_WHAT YOU NEED TO DO_: Bring together every line in the data that includes "sausage".

━━ DATASET RECORDS ━━

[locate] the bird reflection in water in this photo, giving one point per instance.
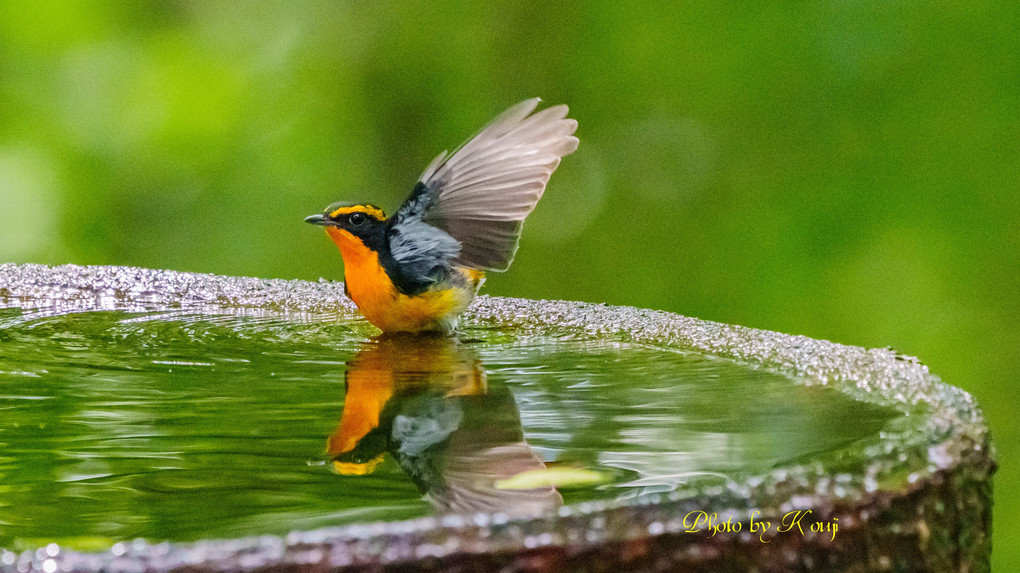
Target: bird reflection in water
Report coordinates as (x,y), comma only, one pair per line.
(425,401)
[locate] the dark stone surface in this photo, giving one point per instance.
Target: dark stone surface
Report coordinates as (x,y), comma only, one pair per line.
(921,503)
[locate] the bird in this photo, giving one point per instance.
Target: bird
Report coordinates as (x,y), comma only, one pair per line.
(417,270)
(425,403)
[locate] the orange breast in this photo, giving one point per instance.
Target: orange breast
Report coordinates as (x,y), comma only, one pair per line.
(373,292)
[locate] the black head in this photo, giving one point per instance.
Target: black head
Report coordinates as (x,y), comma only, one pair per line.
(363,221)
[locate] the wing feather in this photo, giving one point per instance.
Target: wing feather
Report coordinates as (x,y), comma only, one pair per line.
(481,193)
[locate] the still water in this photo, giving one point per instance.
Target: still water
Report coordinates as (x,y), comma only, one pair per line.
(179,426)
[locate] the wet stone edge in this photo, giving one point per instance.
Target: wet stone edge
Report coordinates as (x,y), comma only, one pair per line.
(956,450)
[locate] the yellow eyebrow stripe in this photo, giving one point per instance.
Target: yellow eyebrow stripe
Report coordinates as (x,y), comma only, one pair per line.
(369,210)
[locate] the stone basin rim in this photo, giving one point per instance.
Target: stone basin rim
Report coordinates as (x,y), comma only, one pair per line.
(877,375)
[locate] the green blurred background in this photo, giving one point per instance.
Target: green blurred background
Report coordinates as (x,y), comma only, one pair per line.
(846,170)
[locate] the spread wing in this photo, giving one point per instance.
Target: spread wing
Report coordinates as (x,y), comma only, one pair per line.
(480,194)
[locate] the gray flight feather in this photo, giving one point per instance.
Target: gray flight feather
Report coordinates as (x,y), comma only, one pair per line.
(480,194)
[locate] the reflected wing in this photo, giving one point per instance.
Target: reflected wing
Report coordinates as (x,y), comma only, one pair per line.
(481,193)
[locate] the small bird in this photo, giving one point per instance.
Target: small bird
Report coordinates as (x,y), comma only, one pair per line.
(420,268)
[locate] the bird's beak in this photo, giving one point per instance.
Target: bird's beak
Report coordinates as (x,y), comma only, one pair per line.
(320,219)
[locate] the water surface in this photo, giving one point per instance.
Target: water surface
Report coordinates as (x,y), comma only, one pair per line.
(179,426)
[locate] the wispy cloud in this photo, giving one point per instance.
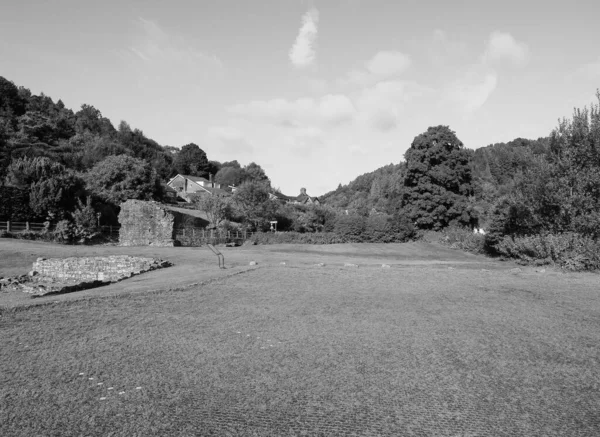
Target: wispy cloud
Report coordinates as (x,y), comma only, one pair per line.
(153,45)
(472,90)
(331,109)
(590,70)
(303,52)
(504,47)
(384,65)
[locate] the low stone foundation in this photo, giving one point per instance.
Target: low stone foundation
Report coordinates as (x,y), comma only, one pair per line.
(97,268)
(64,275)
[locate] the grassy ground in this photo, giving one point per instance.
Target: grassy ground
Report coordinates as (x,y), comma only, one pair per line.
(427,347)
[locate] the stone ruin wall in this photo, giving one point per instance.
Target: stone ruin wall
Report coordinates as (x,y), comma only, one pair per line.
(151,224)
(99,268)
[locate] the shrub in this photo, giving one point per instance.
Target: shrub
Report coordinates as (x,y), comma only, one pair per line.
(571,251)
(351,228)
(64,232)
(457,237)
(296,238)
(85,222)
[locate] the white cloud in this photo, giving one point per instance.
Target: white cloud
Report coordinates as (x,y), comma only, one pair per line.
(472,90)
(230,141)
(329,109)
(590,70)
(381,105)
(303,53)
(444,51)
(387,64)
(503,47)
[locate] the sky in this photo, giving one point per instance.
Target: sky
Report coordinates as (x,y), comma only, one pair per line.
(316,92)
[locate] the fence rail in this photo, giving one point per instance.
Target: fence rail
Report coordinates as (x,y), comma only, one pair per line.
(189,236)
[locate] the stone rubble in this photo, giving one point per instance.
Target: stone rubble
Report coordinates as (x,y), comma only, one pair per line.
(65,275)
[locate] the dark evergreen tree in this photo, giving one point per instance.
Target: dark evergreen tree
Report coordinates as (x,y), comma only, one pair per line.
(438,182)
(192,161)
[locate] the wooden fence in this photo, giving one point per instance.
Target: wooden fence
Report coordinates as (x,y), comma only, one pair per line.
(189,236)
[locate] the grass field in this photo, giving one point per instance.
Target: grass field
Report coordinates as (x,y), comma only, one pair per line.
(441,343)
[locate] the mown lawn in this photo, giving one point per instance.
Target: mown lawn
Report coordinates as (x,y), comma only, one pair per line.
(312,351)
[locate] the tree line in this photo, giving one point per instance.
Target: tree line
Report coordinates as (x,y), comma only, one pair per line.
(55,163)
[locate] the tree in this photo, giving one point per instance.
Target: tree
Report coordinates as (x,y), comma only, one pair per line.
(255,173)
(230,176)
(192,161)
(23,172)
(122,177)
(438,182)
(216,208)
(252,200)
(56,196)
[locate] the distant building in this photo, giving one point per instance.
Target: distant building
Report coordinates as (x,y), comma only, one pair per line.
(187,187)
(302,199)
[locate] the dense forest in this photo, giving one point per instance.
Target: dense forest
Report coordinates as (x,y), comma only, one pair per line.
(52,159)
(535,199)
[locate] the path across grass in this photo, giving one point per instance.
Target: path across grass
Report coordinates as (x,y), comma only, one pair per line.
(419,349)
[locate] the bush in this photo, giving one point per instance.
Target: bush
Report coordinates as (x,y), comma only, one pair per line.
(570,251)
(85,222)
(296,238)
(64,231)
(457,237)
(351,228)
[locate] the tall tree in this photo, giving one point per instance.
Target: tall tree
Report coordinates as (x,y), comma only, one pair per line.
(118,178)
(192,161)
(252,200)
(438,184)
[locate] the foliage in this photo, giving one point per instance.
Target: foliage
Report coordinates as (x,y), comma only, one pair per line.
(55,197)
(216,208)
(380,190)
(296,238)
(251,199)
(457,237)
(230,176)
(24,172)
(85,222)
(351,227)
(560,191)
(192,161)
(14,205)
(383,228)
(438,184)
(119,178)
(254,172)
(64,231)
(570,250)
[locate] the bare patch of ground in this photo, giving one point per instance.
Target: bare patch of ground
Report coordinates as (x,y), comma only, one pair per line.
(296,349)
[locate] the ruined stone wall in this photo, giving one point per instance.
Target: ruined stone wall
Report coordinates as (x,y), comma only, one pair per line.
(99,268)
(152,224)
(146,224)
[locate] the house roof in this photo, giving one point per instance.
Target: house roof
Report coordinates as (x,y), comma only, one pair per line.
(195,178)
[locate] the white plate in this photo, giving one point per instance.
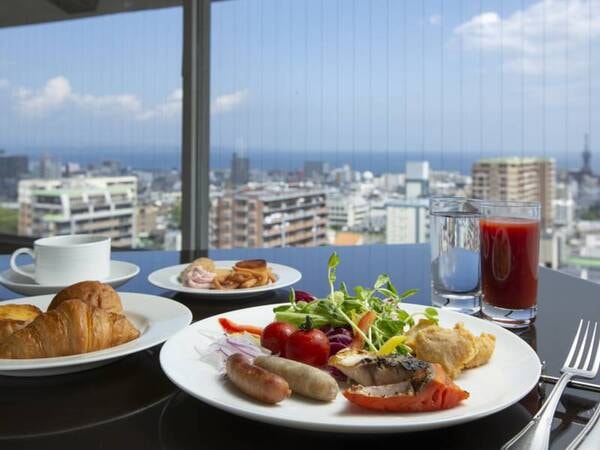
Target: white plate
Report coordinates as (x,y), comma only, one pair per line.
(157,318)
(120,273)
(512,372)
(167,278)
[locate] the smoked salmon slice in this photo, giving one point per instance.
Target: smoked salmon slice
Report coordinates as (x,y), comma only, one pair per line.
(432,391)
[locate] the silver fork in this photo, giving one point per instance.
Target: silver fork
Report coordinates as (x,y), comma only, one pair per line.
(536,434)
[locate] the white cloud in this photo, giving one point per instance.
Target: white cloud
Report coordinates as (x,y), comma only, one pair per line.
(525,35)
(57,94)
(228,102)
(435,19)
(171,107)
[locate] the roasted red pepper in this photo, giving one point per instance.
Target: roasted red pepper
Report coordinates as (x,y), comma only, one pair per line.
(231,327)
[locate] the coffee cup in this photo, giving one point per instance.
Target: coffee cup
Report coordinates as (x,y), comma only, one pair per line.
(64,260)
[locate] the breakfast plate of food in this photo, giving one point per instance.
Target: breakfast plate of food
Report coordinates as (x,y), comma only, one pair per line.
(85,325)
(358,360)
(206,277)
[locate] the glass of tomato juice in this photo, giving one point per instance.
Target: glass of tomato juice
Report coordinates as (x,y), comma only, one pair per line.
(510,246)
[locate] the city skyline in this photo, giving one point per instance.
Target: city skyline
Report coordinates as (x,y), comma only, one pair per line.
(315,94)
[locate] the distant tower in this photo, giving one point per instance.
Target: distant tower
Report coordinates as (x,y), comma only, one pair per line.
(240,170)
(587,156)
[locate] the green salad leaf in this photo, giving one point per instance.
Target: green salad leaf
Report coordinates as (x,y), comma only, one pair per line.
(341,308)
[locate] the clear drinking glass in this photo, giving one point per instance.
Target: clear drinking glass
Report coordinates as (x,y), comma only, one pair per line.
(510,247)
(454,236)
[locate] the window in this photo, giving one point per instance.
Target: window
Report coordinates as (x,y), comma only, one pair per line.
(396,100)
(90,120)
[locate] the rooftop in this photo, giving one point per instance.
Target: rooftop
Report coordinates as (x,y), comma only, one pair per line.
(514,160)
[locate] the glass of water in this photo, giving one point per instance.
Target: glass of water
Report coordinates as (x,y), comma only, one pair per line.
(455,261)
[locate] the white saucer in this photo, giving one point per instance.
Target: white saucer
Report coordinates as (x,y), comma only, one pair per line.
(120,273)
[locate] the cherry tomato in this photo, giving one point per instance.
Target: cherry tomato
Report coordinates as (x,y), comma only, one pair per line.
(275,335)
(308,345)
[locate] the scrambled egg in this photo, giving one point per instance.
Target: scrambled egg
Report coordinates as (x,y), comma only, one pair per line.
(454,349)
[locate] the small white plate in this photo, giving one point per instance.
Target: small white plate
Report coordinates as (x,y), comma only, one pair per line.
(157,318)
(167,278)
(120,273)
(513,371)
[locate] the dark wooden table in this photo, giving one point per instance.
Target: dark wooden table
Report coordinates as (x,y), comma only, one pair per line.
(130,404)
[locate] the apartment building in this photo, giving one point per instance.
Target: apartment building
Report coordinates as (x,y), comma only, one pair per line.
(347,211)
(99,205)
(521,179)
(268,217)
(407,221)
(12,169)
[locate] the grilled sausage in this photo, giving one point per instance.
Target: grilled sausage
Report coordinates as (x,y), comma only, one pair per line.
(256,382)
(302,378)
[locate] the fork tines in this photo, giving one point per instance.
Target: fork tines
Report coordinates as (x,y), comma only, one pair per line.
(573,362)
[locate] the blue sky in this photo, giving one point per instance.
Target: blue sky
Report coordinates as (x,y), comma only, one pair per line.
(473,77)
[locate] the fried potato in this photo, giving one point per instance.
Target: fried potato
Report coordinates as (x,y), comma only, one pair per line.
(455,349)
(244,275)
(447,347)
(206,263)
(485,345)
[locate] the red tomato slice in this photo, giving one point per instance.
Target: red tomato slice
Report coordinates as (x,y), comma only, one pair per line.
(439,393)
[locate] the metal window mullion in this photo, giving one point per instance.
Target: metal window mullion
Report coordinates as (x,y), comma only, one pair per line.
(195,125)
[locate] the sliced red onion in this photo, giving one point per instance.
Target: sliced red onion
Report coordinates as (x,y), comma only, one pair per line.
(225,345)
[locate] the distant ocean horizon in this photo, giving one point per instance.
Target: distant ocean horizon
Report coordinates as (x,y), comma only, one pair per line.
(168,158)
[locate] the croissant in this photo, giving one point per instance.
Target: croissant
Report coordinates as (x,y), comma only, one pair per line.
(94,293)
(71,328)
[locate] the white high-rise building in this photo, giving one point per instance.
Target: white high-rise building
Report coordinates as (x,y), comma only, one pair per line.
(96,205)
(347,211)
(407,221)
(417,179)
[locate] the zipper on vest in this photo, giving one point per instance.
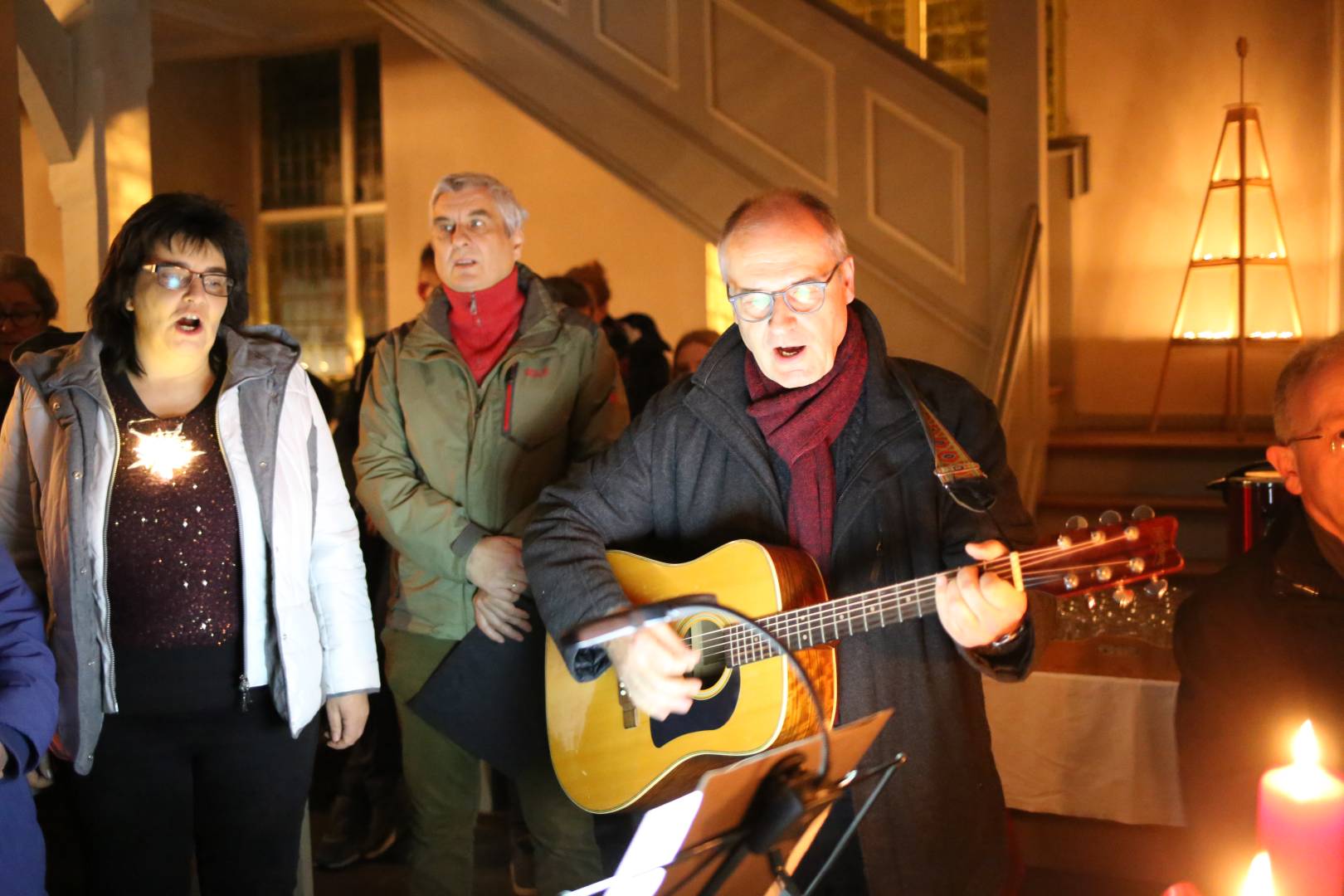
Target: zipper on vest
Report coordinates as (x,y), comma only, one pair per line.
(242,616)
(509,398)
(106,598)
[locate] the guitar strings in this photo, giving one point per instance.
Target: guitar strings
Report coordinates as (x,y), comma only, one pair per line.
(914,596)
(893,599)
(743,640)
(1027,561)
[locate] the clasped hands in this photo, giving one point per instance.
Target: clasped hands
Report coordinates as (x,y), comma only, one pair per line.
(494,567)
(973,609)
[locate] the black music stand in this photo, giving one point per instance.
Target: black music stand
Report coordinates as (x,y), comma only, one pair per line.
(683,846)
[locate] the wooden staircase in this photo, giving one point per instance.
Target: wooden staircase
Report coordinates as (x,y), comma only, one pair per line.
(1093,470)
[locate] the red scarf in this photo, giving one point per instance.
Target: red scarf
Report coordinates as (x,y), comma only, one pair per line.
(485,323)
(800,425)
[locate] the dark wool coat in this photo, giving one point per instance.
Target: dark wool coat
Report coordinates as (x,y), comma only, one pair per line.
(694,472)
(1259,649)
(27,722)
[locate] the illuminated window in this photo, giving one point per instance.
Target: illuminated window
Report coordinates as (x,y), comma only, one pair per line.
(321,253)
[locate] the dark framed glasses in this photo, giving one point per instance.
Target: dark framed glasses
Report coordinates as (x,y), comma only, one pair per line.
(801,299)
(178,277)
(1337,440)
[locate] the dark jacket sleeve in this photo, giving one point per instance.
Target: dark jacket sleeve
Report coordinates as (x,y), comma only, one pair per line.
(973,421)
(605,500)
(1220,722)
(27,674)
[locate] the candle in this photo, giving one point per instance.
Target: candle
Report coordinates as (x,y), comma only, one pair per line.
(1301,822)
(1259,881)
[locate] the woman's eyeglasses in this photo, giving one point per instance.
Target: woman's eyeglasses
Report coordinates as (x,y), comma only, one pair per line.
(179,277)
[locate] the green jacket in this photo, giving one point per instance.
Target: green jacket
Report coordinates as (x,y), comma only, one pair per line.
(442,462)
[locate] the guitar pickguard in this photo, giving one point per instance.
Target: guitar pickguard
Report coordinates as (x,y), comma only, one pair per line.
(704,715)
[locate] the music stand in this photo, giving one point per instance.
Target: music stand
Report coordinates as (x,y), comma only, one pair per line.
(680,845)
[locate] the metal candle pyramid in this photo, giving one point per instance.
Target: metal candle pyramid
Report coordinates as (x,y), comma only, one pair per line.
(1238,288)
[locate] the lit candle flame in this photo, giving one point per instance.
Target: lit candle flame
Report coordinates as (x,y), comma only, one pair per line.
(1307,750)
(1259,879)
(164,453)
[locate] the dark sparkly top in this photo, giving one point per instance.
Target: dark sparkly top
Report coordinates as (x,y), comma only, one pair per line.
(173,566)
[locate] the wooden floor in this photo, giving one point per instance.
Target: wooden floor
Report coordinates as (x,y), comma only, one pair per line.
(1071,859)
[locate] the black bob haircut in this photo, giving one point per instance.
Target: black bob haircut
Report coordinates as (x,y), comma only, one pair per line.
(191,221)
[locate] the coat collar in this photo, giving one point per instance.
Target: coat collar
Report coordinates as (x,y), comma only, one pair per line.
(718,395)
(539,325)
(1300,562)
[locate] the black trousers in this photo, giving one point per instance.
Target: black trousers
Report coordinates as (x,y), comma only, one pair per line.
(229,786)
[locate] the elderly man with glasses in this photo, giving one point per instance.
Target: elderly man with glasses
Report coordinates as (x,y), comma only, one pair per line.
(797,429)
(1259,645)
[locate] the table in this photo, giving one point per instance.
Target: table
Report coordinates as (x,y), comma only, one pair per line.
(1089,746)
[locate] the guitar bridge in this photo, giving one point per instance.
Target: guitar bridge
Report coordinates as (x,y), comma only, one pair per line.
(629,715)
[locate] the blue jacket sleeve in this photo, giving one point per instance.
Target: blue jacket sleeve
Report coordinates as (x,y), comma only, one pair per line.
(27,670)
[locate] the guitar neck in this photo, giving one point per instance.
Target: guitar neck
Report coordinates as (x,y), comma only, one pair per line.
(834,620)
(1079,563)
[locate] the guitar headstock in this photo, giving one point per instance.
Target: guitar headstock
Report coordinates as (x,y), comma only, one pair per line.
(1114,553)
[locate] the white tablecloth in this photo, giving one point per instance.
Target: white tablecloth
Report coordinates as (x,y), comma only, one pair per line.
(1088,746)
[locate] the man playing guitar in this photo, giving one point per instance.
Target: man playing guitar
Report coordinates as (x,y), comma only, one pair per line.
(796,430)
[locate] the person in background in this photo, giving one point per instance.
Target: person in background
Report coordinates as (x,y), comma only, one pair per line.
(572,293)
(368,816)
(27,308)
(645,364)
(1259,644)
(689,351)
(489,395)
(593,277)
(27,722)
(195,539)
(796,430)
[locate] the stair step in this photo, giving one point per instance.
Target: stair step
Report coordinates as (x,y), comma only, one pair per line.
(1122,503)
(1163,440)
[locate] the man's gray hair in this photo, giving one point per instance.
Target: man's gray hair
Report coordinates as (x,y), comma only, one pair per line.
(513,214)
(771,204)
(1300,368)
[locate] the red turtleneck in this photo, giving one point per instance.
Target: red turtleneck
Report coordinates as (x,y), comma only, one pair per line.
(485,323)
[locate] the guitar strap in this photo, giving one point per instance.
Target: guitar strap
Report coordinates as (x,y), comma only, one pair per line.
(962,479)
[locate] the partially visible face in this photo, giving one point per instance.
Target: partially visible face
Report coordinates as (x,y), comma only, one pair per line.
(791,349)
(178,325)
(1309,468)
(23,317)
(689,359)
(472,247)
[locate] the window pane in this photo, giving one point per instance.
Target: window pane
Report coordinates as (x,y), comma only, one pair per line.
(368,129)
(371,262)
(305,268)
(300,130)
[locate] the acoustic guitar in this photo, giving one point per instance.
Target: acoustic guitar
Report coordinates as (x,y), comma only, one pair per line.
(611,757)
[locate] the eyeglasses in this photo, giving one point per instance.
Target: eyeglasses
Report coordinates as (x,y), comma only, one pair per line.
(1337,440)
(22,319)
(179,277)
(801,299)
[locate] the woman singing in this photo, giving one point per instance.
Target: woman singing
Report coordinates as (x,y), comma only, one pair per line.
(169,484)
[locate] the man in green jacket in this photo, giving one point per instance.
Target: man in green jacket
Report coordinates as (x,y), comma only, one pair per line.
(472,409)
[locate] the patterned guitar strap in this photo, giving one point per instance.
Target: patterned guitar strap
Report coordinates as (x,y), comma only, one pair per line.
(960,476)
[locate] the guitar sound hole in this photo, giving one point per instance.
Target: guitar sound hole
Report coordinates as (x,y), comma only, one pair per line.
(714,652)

━━━

_OUTPUT OF THE TASK_:
[locate] the grilled sausage in this photo, giving one point per instance.
Target: grilled sausage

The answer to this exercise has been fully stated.